[[ Data for analysis, beginning ]]

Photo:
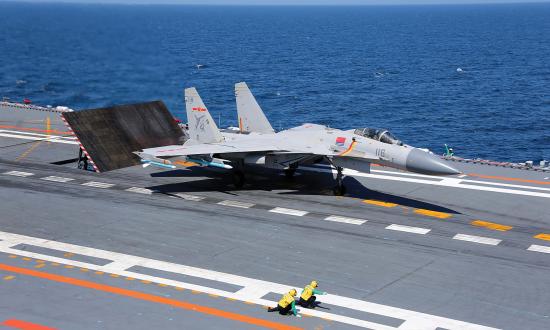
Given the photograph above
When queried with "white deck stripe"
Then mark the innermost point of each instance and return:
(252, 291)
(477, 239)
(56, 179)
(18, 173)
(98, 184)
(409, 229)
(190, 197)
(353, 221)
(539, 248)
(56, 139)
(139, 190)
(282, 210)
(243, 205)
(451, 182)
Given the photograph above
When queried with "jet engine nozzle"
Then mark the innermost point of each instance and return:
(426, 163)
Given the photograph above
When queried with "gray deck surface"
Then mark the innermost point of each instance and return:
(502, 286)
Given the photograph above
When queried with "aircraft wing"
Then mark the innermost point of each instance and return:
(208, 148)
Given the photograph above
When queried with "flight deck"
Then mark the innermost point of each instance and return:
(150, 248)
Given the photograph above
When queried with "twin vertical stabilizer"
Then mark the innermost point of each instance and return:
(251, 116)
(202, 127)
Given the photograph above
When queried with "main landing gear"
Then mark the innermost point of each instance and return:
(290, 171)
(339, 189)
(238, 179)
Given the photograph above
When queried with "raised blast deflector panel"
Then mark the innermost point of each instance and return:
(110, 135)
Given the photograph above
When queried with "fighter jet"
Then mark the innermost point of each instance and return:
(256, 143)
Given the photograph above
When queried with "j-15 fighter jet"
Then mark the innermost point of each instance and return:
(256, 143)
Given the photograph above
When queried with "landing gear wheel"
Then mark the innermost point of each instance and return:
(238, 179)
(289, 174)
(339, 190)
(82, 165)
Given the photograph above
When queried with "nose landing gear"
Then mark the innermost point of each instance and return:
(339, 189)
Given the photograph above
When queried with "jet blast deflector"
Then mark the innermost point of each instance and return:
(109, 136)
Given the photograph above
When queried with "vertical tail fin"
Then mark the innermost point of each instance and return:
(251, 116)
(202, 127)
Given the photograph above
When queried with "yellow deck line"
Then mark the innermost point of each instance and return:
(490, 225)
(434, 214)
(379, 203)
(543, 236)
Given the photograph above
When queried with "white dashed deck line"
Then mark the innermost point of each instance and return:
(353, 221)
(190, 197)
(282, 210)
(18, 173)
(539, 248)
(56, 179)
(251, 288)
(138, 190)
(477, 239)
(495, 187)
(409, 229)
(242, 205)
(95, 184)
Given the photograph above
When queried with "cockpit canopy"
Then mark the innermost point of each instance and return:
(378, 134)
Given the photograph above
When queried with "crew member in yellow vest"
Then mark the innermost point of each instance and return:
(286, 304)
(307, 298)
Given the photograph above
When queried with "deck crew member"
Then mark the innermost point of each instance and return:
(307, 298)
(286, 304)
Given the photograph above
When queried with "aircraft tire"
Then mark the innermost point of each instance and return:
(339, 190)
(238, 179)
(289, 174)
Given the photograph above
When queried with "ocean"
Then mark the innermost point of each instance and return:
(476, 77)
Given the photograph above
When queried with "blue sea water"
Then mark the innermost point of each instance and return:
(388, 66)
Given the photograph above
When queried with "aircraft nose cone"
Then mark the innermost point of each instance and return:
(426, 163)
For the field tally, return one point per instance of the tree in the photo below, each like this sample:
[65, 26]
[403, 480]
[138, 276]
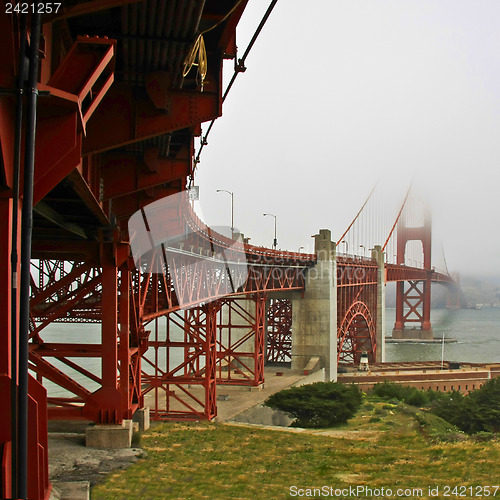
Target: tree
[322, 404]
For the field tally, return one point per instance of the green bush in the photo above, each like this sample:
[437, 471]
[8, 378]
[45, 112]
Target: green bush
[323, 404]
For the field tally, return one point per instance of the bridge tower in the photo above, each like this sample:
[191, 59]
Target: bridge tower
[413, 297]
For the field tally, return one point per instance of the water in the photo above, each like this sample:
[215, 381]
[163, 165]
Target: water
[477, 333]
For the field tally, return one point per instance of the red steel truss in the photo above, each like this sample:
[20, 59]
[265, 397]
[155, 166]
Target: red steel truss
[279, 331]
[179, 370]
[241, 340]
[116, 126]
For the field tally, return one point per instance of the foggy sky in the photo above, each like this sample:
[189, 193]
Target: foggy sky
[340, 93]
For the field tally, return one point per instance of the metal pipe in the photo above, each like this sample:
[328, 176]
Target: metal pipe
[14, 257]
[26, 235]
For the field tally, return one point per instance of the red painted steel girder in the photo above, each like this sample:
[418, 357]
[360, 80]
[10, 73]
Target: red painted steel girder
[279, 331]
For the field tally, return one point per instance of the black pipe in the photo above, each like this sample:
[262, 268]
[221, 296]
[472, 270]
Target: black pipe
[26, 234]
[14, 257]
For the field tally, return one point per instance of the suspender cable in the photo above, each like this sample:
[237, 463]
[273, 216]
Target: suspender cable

[[ Data for analysis, end ]]

Task details - Where a line above holds the word "blast", copy it.

Completed exercise -
When queried with "raised blast deflector panel"
When queried with "jet blast deflector"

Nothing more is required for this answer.